■ TEXTO DE ORIGEM
★ ★ ★ ★ ★

Na terça-feira, 14 de julho, depois de um farto café da manhã, partimos para a missão de San Ignácio, que fica na Argentina. O dia está ensolarado e a viagem segue tranquila até a cidadezinha de Porto Xavier, com seus pouco mais de 11 mil habitantes. Do outro lado da margem do majestoso Rio Uruguai está a cidade argentina de San Xavier.

Apesar da aparência bucólica, trata-se de uma passagem importante. Aliás, pelo Porto Internacional de Porto Xavier passam muitas pessoas e carga, como as cebolas argentinas que abastecem os mercados nacionais. Não há ponte e a transferência é feita por balsas ou pequenos barcos. No posto da Polícia Federal, alguns agentes usam máscaras para proteger-se contra o vírus da gripe. Nesse momento, a Argentina é um dos países mais afetados. Estamos no auge do surto e os passageiros do ônibus não deixam de ficar apreensivos com a demora na liberação da documentação.

Você está acostumado a cruzar com tranqüilidade as fronteiras virtuais entre os países da comunidade econômica européia? Pois esqueça. Não há nada que lembre aquela facilidade nas fronteiras que integram os países do Mercosul.

É o início de uma saga pessoal. Pela falta de um documento de Laura, o agente federal não nos permite deixar o país. Fico olhando para ele, apatetada, até compreender toda a complexidade da situação. Não adianta explicar que estamos numa excursão e que ficaremos para trás. Inflexível, Rodrigo diz que pode até aceitar a documentação por fax, mas é o máximo que pode fazer. Depois da perplexidade inicial, confesso que sinto um imenso respeito pelo profissional que está cumprindo seu dever.

Ficamos para trás eu, meu marido, Laura e, a pedido de Marcos, um jovem guia, Caio, estudante de turismo da Faculdade São Judas, de São Paulo. Através do contato pelo celular entre Caio e Marcos, nos sentiremos o tempo todo apoiados pela equipe. Contudo, no momento, não há palavras que descrevam a sensação de ver o ônibus embarcando na balsa sem nós. Por outro lado, há também uma certa sensação de aventura, aquele frio na barriga “do que virá pela frente”.

Depois de ter solicitado o envio do documento que falta a São Paulo (o que exigiria uma ida a um cartório paulistano e o despacho via fax do documento), procuramos um lugar para almoçar. A indicação é a lanchonete da Suzy. Depois de caminharmos umas três quadras, por simpáticas casinhas pintadas com capricho, somos acolhidos num local simples por uma garotinha loira de não mais que 9 anos, que imediatamente nos arruma uma mesa no local cheio graças a sua comida caseira bem feita vendida por sistema de quilo.

★ ★ ★ ★ ★

■ DESCRIÇÃO DA TAREFA
Transcreva sem nenhuma alteração um trecho do relato de viagem acima, começando nas palavras "Apesar da aparência" e parando depois de "liberação da documentação.".

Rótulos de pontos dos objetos
★ ★ ★ ★ ★

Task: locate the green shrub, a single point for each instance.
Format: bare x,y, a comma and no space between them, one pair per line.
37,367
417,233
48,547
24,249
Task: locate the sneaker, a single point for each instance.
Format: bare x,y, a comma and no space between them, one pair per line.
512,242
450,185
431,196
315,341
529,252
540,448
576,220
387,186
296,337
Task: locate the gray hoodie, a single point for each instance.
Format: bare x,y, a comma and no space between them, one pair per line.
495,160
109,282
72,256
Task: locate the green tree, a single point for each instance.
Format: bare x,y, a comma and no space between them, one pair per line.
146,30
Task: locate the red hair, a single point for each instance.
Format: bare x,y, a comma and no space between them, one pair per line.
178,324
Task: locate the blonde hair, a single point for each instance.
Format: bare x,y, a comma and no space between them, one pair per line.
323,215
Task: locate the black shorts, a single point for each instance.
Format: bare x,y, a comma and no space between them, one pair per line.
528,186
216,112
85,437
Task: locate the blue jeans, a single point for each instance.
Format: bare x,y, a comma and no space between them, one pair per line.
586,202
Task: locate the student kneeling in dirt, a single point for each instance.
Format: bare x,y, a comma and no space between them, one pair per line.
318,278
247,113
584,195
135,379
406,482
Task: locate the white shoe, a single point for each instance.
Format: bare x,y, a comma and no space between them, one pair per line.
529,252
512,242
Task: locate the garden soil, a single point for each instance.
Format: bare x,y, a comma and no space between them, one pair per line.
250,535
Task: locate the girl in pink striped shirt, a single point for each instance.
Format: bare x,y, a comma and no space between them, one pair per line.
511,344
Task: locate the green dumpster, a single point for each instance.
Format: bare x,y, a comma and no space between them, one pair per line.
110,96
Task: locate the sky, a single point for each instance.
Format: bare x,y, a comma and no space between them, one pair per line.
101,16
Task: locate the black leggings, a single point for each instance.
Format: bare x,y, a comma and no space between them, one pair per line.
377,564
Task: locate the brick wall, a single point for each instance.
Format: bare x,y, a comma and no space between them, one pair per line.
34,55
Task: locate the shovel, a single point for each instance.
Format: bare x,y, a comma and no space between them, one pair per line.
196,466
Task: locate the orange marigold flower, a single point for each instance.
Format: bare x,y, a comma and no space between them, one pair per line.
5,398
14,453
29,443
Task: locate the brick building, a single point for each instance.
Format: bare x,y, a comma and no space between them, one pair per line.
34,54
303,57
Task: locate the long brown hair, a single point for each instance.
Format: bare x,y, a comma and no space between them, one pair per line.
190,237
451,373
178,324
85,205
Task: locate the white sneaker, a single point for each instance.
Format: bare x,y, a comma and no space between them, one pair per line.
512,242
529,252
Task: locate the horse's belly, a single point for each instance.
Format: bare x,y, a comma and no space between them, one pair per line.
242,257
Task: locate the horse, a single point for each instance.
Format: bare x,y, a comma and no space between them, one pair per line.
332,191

★ ★ ★ ★ ★

■ SOLUÇÃO DO EXERCÍCIO
Apesar da aparência bucólica, trata-se de uma passagem importante. Aliás, pelo Porto Internacional de Porto Xavier passam muitas pessoas e carga, como as cebolas argentinas que abastecem os mercados nacionais. Não há ponte e a transferência é feita por balsas ou pequenos barcos. No posto da Polícia Federal, alguns agentes usam máscaras para proteger-se contra o vírus da gripe. Nesse momento, a Argentina é um dos países mais afetados. Estamos no auge do surto e os passageiros do ônibus não deixam de ficar apreensivos com a demora na liberação da documentação.